▸ **WRITTEN TASK 1**:
Summarize the multiprocessing tutorial excerpt in two sentences.
▸ **WRITTEN TASK 2**:
List every variable name assigned with "=" inside the avg_slow function in the multiprocessing tutorial excerpt.
▸ **WRITTEN TASK 3**:
Write the next lines of the multiprocessing tutorial excerpt, picking up after its final line of code.

▸ **SOURCE DOCUMENT**:
◇ ◇ ◇

Notice that the `print` statements from each worker are not printed sequentially. This is because each CPU is working independently and the output is spit out when then the CPU is done. The GIL makes sure that the output from each worker doens't get mixed up, but because this is a relatively small computation for a CPU, there is not enough time delay between tasks for Python to print each output from a worker. 

But if you have each CPU cruch a lot more data, then each worker will will be slowed down enough that the outputs get printed sequentially. Below is a an example where we convert the data from c to f 40 times, to show you what a bigger job looks like. But we are only going to run this on 4 cpus and the first 30 files (e.g. `fns[:30`) as an  example.

In [None]:
def avg_slow(fn):
    
    "Function takes a global heat index raster, coverts the data from C to F, and caluclates the average of the value for that raster, assuming NaN = -9999" 
    
    # you can print your work id
    # print(multiprocessing.current_process())  # for now, we'll leave this commented out
    
    # Get the date
    date = fn.split('data/2016/')[1].split('.tif')[0]


    # Conver the data from c to f 10 times to slow everything down   
    for i in list(range(40)):
        
        # open the array in c
        arr_c = rasterio.open(fn).read(1)
        
        # covert c to f, using np where so we keep the -9999 values
        arr_f = np.where(arr_c != -9999, C_to_F(arr_c), -9999) # this says, where arr_c does not equal -9999, covert data from c to f, but everwhere else write -9999
    
    # get the daily global average maximum heat index 
    land_f = arr_f[arr_f != -9999] # drop all ocean -9999 values
    avg_f = land_f.mean()
    
    # print('On', date, 'the global average heat index was', round(avg, 2), '°F \n')
    print(multiprocessing.current_process(), date, avg_f)

In [None]:
# Clock it
start = time.time()

# set up your pool of works, in this case we have 4 
n_cpus = 4 
pool = Pool(processes = n_cpus)

◇ ◇ ◇

▸ **DATA SHOWN**:

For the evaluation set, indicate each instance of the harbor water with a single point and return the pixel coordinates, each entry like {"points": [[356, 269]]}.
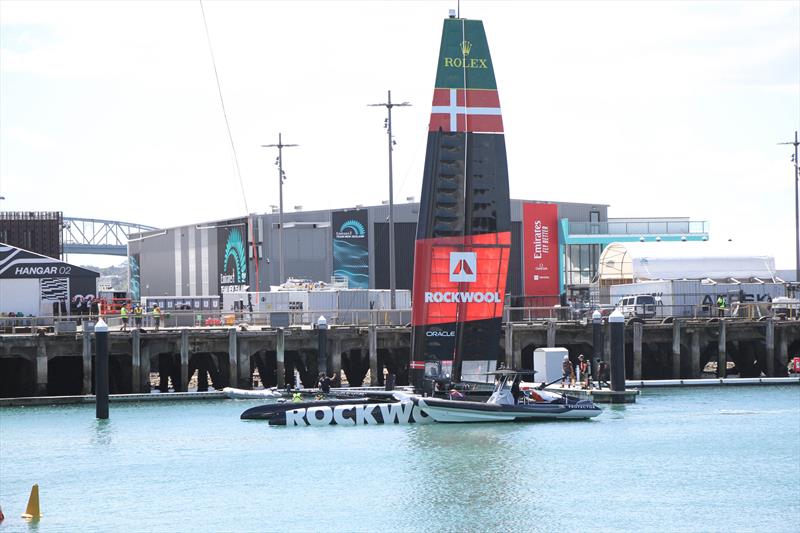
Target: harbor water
{"points": [[715, 459]]}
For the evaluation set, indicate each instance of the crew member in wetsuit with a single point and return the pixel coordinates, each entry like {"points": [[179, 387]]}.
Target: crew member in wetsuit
{"points": [[567, 370], [515, 388], [324, 383], [585, 371]]}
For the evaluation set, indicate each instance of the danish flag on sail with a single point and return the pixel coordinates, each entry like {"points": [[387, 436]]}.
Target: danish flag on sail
{"points": [[472, 110]]}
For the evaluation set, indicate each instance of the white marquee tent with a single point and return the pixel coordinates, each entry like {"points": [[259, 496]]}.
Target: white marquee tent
{"points": [[640, 261]]}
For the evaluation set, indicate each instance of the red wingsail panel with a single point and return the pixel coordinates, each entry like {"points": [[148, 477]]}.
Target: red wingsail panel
{"points": [[460, 279], [470, 110]]}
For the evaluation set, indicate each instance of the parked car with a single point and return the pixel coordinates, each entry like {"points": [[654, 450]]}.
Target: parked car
{"points": [[639, 306]]}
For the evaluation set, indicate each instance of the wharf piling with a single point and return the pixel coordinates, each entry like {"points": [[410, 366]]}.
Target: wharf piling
{"points": [[53, 364]]}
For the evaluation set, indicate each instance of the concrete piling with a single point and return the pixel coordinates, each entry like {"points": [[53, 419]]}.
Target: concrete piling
{"points": [[336, 359], [243, 366], [676, 349], [696, 354], [597, 340], [41, 367], [617, 322], [509, 345], [233, 352], [783, 350], [144, 372], [101, 370], [322, 343], [184, 384], [551, 334], [722, 351], [770, 341], [280, 353], [372, 341], [86, 387], [136, 361], [637, 350]]}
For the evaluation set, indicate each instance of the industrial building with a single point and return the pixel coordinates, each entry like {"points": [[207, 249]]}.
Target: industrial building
{"points": [[555, 248], [37, 285]]}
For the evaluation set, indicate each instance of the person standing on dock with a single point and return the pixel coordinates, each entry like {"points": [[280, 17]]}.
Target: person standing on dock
{"points": [[583, 366], [157, 316], [137, 316], [324, 383], [123, 314]]}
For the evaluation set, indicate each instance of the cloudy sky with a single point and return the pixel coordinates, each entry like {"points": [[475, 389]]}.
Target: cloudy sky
{"points": [[111, 110]]}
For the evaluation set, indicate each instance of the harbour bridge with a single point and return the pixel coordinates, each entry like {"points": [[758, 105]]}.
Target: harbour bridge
{"points": [[100, 237]]}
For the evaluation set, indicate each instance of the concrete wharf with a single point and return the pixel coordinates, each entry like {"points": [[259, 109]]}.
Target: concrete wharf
{"points": [[42, 364]]}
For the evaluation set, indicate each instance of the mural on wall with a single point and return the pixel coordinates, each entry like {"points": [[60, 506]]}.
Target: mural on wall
{"points": [[351, 247]]}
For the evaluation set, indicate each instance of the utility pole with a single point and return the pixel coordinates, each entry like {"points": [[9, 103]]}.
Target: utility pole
{"points": [[389, 105], [281, 177], [796, 211]]}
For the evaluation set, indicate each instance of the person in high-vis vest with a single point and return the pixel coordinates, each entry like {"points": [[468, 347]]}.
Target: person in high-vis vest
{"points": [[137, 315], [123, 314], [157, 316]]}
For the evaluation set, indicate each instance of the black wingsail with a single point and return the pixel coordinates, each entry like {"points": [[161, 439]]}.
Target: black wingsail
{"points": [[464, 230]]}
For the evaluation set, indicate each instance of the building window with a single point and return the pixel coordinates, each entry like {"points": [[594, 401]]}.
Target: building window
{"points": [[580, 263]]}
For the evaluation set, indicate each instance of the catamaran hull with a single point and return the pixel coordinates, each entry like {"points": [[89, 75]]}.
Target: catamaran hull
{"points": [[339, 413], [465, 411]]}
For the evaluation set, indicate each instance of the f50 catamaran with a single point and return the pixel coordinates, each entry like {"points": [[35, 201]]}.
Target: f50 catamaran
{"points": [[464, 230]]}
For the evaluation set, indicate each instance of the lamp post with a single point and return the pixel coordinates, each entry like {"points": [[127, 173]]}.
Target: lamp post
{"points": [[796, 211], [280, 146], [389, 105]]}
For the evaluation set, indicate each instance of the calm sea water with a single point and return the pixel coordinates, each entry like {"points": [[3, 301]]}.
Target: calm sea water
{"points": [[710, 459]]}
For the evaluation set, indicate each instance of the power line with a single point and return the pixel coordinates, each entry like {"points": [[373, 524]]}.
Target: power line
{"points": [[224, 112], [389, 105], [281, 177]]}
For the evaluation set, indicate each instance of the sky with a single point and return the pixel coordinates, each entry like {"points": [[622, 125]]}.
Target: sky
{"points": [[111, 110]]}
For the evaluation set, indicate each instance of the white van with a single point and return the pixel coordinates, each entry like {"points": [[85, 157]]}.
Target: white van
{"points": [[640, 306]]}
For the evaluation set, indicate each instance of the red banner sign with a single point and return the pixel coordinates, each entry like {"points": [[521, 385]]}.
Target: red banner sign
{"points": [[460, 279], [540, 245]]}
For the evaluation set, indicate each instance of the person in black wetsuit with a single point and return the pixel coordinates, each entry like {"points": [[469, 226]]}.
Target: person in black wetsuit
{"points": [[324, 383], [515, 392]]}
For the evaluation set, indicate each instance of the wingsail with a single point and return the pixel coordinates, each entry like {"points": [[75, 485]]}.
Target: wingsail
{"points": [[464, 230]]}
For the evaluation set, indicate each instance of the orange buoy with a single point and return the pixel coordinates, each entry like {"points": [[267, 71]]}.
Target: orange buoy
{"points": [[32, 512]]}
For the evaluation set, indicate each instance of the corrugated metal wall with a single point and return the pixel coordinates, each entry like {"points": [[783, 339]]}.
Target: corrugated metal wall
{"points": [[404, 235]]}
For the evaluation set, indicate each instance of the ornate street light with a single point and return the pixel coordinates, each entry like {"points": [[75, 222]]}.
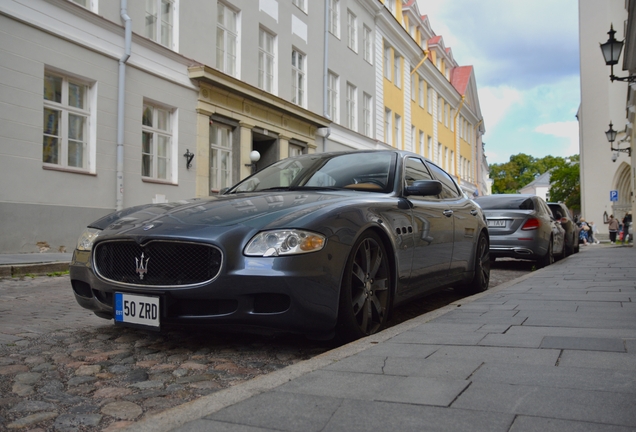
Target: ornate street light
{"points": [[611, 53], [611, 137]]}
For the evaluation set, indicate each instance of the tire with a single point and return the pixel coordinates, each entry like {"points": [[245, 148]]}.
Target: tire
{"points": [[548, 258], [365, 293], [481, 278]]}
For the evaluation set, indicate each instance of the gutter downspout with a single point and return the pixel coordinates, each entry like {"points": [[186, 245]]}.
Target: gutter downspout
{"points": [[121, 93], [455, 143]]}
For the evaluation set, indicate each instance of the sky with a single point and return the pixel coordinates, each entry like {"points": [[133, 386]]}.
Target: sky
{"points": [[525, 56]]}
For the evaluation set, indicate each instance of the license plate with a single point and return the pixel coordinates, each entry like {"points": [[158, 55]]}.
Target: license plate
{"points": [[137, 309]]}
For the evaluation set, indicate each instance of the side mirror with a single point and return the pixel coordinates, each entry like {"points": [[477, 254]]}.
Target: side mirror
{"points": [[424, 188]]}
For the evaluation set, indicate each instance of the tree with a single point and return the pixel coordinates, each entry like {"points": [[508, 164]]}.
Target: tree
{"points": [[565, 186], [520, 170]]}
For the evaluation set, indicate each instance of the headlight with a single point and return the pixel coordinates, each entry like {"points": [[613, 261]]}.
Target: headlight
{"points": [[87, 238], [284, 242]]}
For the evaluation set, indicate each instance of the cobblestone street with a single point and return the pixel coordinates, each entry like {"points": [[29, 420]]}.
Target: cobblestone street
{"points": [[62, 368]]}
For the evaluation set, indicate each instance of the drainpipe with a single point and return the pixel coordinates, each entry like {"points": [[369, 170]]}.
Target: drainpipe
{"points": [[121, 103], [326, 64]]}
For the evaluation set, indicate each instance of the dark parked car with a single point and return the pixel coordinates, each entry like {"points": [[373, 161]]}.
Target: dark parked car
{"points": [[321, 244], [562, 215], [522, 226]]}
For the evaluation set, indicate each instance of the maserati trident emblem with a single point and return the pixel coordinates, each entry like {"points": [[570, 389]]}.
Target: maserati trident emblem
{"points": [[142, 266]]}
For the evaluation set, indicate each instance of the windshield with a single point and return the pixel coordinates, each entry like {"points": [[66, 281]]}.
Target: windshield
{"points": [[362, 171], [502, 202]]}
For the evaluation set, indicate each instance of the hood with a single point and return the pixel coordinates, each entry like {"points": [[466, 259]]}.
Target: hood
{"points": [[258, 210]]}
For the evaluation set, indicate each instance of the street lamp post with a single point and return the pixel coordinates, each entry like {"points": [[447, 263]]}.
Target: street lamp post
{"points": [[612, 53]]}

◇ ◇ ◇

▸ **WRITTEN RESPONSE 1**:
Print statements from parallel workers come out out of order because each CPU works independently and emits its output when it finishes, and a small computation leaves too little delay between tasks for the output to print one worker at a time. Giving each CPU a much larger job slows the workers enough for the output to print sequentially, so the excerpt defines a function that converts each heat index raster from C to F 40 times before averaging the land values, and it begins setting up a pool of 4 CPUs to run that function on the first 30 files.

▸ **WRITTEN RESPONSE 2**:
date, arr_c, arr_f, land_f, avg_f

▸ **WRITTEN RESPONSE 3**:
# map the function and the arguments to the pool of works, in this case avg_fast and the list of files
pool.map(avg_slow, fns[:30])

# shut down your pool of workers
pool.close()

end = time.time()
print('Time:', end-start)

<hr style="border-top: 1px solid gray; margin-top: 24px; margin-bottom: 1px"></hr>

# Dask & Xarray 

[`python multiprocessing`](https://docs.python.org/3/library/multiprocessing.html) is a great package to use if you want to crunch a bunch of files in parallel. You can even `chunk` datasets and feed lists of chunks to your `Pool` to process data in parallel. But things get more complex when you want the outputs of each CPU's tasks to talk with each other. 

For example, let's say we want to calculate the daily average heat index for each _pixel_ in the dataset. This would require a 3-d array (or cube), where our _x_ and _y_ axes are _longitude_ and _latitude_, respecitively, and our _z_ axis is _time_. Is is possible to open each raster and stack them into a 3-d data cube. But remember, that would require a huge amount of memory since the total data is about 9 GB of data. When we open those rasters, they will balloon because `GeoTiff` files are compressed to some degree too.

![ntl](./assets/data.png)

Welcome to [`Dask and Xarray`](https://docs.xarray.dev/en/stable/user-guide/dask.html)! They will make your life a lot easier. You complete an entire free online tutorial if you want to go deep on `Dask and Xarray`, [An Introduction to Earth and Environmental Data Science](https://earth-env-data-science.github.io/intro.html). Here, we are just going to touch on the basics of both packages, but I **highly** recommend you read about `Xarray` data structures [here](https://docs.xarray.dev/en/stable/user-guide/data-structures.html) because the terminology can be a bit confusing.

![ntl](./assets/xarray.png)

Basically, `Xarray` allows you to create labeled n-dimentional numpy arrays. So you can label your datasets (temperature, precipitation, etc.) and your dimentions (time, lat/long, etc.) to easily subset the data to run analysis. For example, you could say, what is the average heat index in Bozeman based on Lat/Long with just a few lines of code. **Note** We will use the package [`rioxarray`](https://corteva.github.io/rioxarray/html/rioxarray.html) too to load in the GeoTiff files. More on this later. Let's get started!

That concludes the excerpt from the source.